## LISTED ENTRIES
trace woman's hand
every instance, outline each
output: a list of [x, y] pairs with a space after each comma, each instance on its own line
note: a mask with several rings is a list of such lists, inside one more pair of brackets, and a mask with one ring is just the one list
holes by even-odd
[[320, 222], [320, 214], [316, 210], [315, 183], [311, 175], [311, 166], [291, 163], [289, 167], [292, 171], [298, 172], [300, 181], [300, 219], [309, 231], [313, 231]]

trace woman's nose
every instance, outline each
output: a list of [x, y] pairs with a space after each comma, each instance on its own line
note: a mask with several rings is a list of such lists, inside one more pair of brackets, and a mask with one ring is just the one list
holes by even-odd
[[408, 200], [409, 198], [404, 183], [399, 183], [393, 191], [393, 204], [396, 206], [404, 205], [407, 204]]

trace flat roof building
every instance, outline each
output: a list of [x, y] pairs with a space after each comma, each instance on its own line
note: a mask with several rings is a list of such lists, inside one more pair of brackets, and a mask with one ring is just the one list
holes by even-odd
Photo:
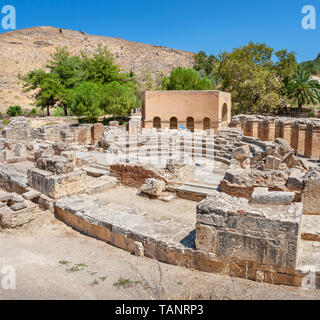
[[216, 133], [231, 122], [231, 93], [208, 91], [146, 91], [142, 123], [146, 129], [184, 127]]

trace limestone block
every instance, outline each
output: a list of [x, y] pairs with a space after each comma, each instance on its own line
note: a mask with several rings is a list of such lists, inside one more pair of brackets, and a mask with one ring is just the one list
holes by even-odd
[[157, 179], [147, 179], [144, 185], [142, 185], [140, 191], [152, 197], [160, 197], [165, 189], [166, 184], [164, 181]]
[[290, 205], [295, 197], [294, 192], [261, 192], [256, 190], [252, 193], [251, 203], [268, 205]]
[[26, 158], [28, 156], [26, 146], [22, 143], [18, 143], [14, 148], [14, 154], [17, 157]]
[[144, 256], [144, 246], [141, 242], [135, 242], [135, 255], [137, 257], [143, 257]]
[[25, 201], [24, 202], [17, 202], [15, 204], [13, 204], [12, 206], [10, 206], [10, 209], [13, 211], [19, 211], [19, 210], [27, 208], [27, 206], [28, 205]]
[[95, 123], [91, 127], [91, 140], [92, 145], [95, 146], [102, 138], [103, 135], [103, 124]]
[[241, 146], [235, 149], [232, 153], [232, 158], [238, 161], [244, 161], [250, 157], [251, 157], [251, 152], [248, 145]]
[[24, 206], [20, 206], [16, 211], [5, 206], [0, 209], [0, 226], [3, 229], [12, 229], [21, 227], [30, 221], [34, 220], [39, 214], [40, 210], [38, 205], [30, 201], [26, 201]]
[[320, 170], [310, 169], [303, 177], [303, 213], [320, 215]]
[[28, 170], [31, 188], [53, 199], [78, 194], [86, 190], [86, 172], [75, 170], [61, 175], [40, 169]]
[[30, 191], [24, 193], [22, 196], [26, 200], [33, 201], [34, 199], [39, 198], [41, 196], [41, 193], [36, 190], [30, 190]]
[[[259, 190], [258, 195], [264, 195]], [[290, 198], [291, 199], [291, 198]], [[216, 192], [197, 206], [196, 248], [228, 261], [296, 266], [302, 204], [266, 206]]]
[[287, 188], [290, 190], [301, 190], [303, 186], [303, 176], [305, 174], [297, 169], [291, 169], [287, 182]]
[[54, 174], [66, 174], [74, 170], [74, 163], [62, 156], [51, 156], [37, 160], [37, 167]]

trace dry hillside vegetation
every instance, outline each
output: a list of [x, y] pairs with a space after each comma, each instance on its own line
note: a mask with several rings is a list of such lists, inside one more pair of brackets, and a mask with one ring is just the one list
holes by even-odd
[[118, 38], [87, 35], [80, 31], [35, 27], [0, 34], [0, 111], [11, 105], [24, 108], [33, 104], [32, 97], [22, 92], [19, 73], [44, 67], [55, 47], [67, 46], [72, 54], [81, 50], [93, 52], [107, 46], [116, 63], [126, 72], [170, 73], [178, 66], [193, 66], [193, 53], [152, 46]]

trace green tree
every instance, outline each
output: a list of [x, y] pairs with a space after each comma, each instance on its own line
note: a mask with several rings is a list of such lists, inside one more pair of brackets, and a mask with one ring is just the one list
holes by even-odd
[[289, 81], [288, 97], [293, 105], [302, 109], [304, 106], [320, 102], [320, 83], [313, 80], [306, 71], [299, 71]]
[[34, 94], [36, 105], [42, 110], [47, 109], [48, 116], [50, 116], [50, 107], [54, 107], [66, 94], [56, 74], [37, 69], [30, 71], [21, 79], [24, 81], [25, 91], [36, 90]]
[[221, 54], [218, 74], [222, 90], [232, 93], [235, 113], [269, 114], [286, 101], [286, 82], [296, 67], [294, 53], [250, 42]]
[[103, 87], [102, 108], [104, 114], [126, 116], [136, 107], [137, 99], [131, 87], [111, 82]]
[[162, 80], [162, 90], [212, 90], [212, 82], [192, 69], [179, 67]]
[[74, 88], [71, 102], [72, 113], [97, 121], [102, 115], [102, 87], [93, 82], [83, 82]]
[[133, 86], [130, 75], [121, 73], [121, 68], [114, 63], [114, 56], [107, 47], [98, 46], [92, 56], [82, 52], [81, 60], [81, 77], [84, 81], [93, 81], [103, 85], [117, 81]]
[[208, 78], [216, 87], [220, 83], [218, 68], [220, 60], [215, 55], [207, 56], [204, 51], [200, 51], [194, 56], [194, 70], [198, 71], [202, 78]]

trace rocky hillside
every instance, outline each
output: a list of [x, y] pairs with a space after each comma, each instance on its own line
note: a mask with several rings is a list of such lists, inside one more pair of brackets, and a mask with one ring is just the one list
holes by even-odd
[[169, 73], [178, 66], [192, 67], [193, 53], [146, 45], [118, 38], [87, 35], [83, 32], [35, 27], [0, 34], [0, 111], [10, 105], [30, 107], [30, 94], [23, 93], [19, 73], [43, 67], [55, 47], [68, 46], [73, 54], [93, 52], [98, 44], [107, 46], [116, 63], [126, 72], [149, 69]]

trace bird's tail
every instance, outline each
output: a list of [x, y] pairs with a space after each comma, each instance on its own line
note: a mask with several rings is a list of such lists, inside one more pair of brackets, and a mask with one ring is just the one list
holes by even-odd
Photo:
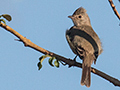
[[85, 85], [90, 87], [91, 84], [91, 64], [93, 62], [93, 56], [87, 55], [84, 57], [83, 64], [82, 64], [82, 78], [81, 78], [81, 85]]

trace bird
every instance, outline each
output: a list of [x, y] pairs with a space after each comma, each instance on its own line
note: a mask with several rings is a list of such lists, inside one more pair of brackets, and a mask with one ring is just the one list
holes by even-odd
[[[90, 18], [83, 7], [79, 7], [71, 16], [74, 25], [66, 30], [66, 39], [73, 53], [82, 60], [81, 85], [91, 85], [91, 65], [102, 53], [100, 38], [91, 26]], [[76, 57], [74, 58], [76, 60]]]

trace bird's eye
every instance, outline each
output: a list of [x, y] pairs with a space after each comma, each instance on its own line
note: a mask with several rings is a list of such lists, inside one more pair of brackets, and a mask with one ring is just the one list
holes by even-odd
[[82, 16], [80, 15], [79, 18], [81, 18]]

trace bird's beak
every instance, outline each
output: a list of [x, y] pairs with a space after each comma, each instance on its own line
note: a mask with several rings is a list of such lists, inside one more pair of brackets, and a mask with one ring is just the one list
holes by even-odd
[[73, 16], [68, 16], [68, 18], [71, 18], [72, 19]]

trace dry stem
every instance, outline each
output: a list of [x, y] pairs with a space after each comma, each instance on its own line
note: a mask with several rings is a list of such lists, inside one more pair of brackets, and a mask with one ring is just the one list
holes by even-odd
[[[43, 53], [45, 55], [48, 54], [51, 57], [55, 57], [56, 59], [61, 60], [62, 62], [68, 64], [69, 66], [76, 66], [76, 67], [82, 68], [82, 64], [81, 63], [75, 62], [74, 60], [71, 60], [71, 59], [67, 59], [67, 58], [65, 58], [63, 56], [57, 55], [55, 53], [52, 53], [52, 52], [50, 52], [48, 50], [45, 50], [45, 49], [37, 46], [36, 44], [34, 44], [33, 42], [31, 42], [29, 39], [27, 39], [26, 37], [23, 37], [21, 34], [19, 34], [18, 32], [16, 32], [11, 27], [5, 25], [4, 23], [0, 23], [0, 26], [2, 28], [4, 28], [5, 30], [11, 32], [16, 37], [18, 37], [19, 38], [18, 41], [23, 42], [23, 44], [26, 47], [30, 47], [30, 48], [32, 48], [34, 50], [37, 50], [38, 52], [41, 52], [41, 53]], [[115, 78], [113, 78], [113, 77], [111, 77], [111, 76], [109, 76], [109, 75], [107, 75], [107, 74], [105, 74], [105, 73], [103, 73], [103, 72], [101, 72], [101, 71], [93, 68], [93, 67], [91, 69], [91, 72], [94, 73], [94, 74], [96, 74], [96, 75], [98, 75], [98, 76], [100, 76], [100, 77], [102, 77], [102, 78], [104, 78], [104, 79], [106, 79], [106, 80], [108, 80], [108, 81], [110, 81], [115, 86], [119, 86], [120, 87], [120, 81], [118, 79], [115, 79]]]
[[120, 14], [118, 13], [117, 9], [115, 8], [115, 5], [114, 5], [113, 1], [112, 1], [112, 0], [108, 0], [108, 1], [109, 1], [110, 5], [111, 5], [111, 7], [112, 7], [112, 9], [113, 9], [113, 11], [114, 11], [114, 13], [115, 13], [115, 15], [116, 15], [116, 16], [118, 17], [118, 19], [120, 20]]

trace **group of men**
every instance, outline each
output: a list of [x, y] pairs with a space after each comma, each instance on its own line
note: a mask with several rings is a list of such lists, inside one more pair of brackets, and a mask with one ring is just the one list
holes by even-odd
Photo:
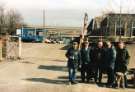
[[124, 84], [127, 86], [127, 66], [129, 63], [129, 52], [124, 42], [119, 42], [117, 47], [110, 41], [103, 43], [99, 41], [96, 46], [91, 46], [84, 41], [80, 49], [78, 43], [73, 42], [72, 47], [67, 50], [69, 82], [76, 84], [76, 71], [81, 72], [81, 82], [89, 83], [94, 78], [95, 83], [102, 83], [102, 74], [107, 74], [107, 87], [116, 84], [117, 73], [124, 75]]

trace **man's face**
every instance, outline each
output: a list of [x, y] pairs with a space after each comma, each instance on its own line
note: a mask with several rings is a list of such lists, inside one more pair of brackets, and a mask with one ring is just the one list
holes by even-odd
[[111, 48], [111, 46], [112, 46], [111, 42], [107, 42], [106, 44], [107, 44], [108, 48]]
[[103, 42], [98, 42], [98, 48], [102, 48], [103, 47]]
[[87, 48], [89, 47], [89, 43], [85, 43], [84, 46]]
[[78, 44], [77, 43], [73, 44], [73, 48], [77, 49], [78, 48]]
[[123, 49], [125, 45], [124, 45], [124, 43], [121, 42], [121, 43], [118, 44], [118, 46], [119, 46], [120, 49]]

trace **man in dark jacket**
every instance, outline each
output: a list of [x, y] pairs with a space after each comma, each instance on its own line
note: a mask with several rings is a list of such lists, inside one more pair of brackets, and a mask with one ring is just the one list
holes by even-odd
[[115, 76], [114, 76], [114, 68], [115, 68], [115, 61], [116, 61], [116, 50], [111, 42], [106, 42], [106, 51], [105, 51], [105, 66], [107, 69], [107, 87], [112, 87]]
[[101, 83], [105, 57], [105, 50], [102, 41], [99, 41], [97, 47], [92, 50], [91, 56], [92, 65], [95, 71], [95, 82], [99, 81], [99, 83]]
[[90, 67], [90, 48], [89, 48], [89, 42], [86, 41], [82, 44], [82, 48], [80, 50], [81, 53], [81, 79], [82, 82], [89, 82], [90, 80], [90, 74], [91, 74], [91, 67]]
[[124, 42], [119, 42], [116, 54], [115, 72], [121, 72], [125, 75], [125, 87], [127, 87], [126, 72], [129, 64], [129, 58], [129, 52], [126, 49]]
[[68, 49], [66, 53], [66, 57], [68, 58], [68, 73], [69, 73], [69, 82], [71, 84], [76, 84], [76, 70], [78, 68], [80, 62], [80, 52], [78, 50], [78, 43], [73, 42], [73, 46]]

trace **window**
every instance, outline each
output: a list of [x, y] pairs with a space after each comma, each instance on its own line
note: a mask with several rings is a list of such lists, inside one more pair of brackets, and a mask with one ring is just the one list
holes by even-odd
[[135, 22], [132, 22], [132, 36], [135, 36]]
[[120, 26], [120, 22], [116, 22], [116, 35], [117, 36], [124, 36], [124, 27], [123, 25], [121, 24]]
[[38, 35], [38, 36], [43, 36], [43, 32], [42, 32], [42, 31], [37, 31], [37, 32], [36, 32], [36, 35]]
[[135, 36], [135, 28], [132, 28], [132, 36]]
[[118, 28], [117, 27], [117, 29], [116, 29], [116, 35], [117, 36], [120, 36], [120, 35], [121, 36], [124, 36], [124, 28], [122, 28], [122, 27], [121, 28]]

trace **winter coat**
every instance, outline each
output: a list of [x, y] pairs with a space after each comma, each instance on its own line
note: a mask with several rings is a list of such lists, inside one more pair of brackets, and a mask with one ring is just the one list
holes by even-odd
[[104, 66], [105, 49], [104, 48], [94, 48], [91, 53], [92, 63], [94, 66]]
[[106, 48], [105, 51], [105, 65], [107, 68], [114, 69], [116, 61], [116, 50], [115, 47]]
[[80, 63], [80, 51], [74, 50], [73, 48], [69, 48], [66, 53], [66, 57], [68, 58], [67, 66], [69, 68], [77, 68]]
[[129, 58], [130, 58], [129, 52], [126, 48], [124, 49], [118, 48], [116, 54], [115, 71], [125, 73], [127, 71]]
[[85, 48], [82, 48], [80, 50], [80, 53], [81, 53], [81, 65], [90, 64], [90, 62], [91, 62], [91, 57], [90, 57], [91, 49], [87, 48], [87, 50], [86, 50]]

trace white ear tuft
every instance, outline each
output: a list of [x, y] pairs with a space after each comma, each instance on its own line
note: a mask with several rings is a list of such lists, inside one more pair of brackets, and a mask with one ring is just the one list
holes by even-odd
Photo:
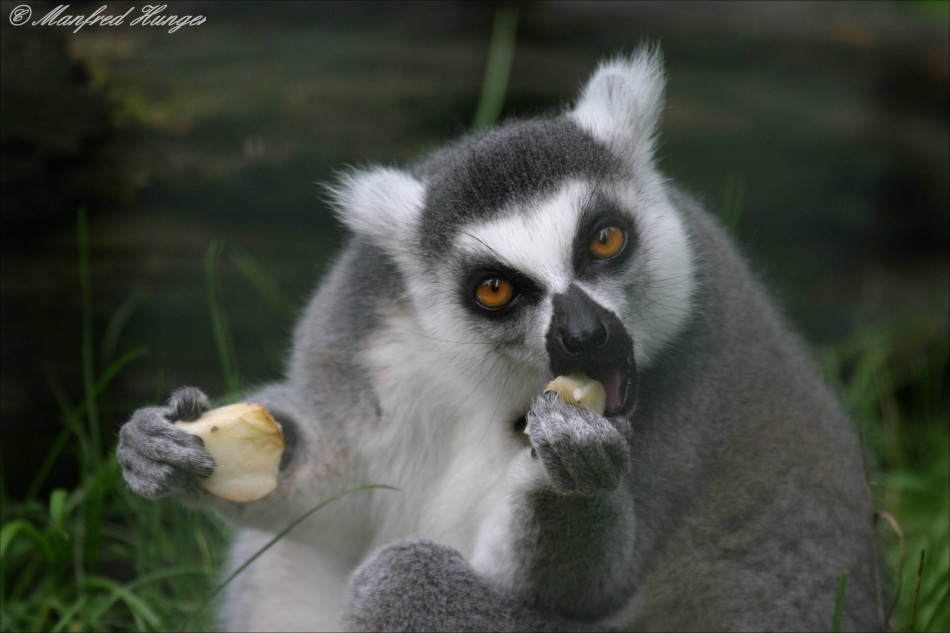
[[569, 116], [622, 156], [648, 159], [663, 107], [663, 62], [657, 49], [602, 62]]
[[388, 167], [354, 169], [327, 187], [337, 217], [389, 254], [411, 249], [425, 187], [410, 174]]

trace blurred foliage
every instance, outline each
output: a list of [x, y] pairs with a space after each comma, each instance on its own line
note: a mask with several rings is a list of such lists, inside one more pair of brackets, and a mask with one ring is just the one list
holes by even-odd
[[947, 0], [894, 0], [894, 4], [912, 9], [934, 22], [947, 24], [950, 20], [950, 2]]
[[[110, 383], [143, 350], [95, 371], [84, 212], [79, 220], [84, 397], [68, 402], [52, 380], [63, 419], [59, 438], [25, 498], [10, 498], [0, 479], [0, 631], [161, 631], [193, 618], [210, 629], [211, 614], [200, 609], [221, 563], [223, 526], [177, 503], [133, 495], [111, 439], [106, 446], [100, 436], [98, 410]], [[76, 459], [79, 484], [41, 498], [50, 466], [66, 454]]]
[[[945, 314], [860, 332], [824, 350], [826, 377], [871, 457], [887, 593], [898, 631], [950, 629], [950, 333]], [[918, 560], [925, 560], [918, 583]], [[917, 596], [915, 599], [915, 595]], [[888, 603], [890, 600], [885, 600]]]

## WHAT YOU WILL DO
Count lines above with the word "woman". Give the number only.

## RESULT OF THIS TASK
2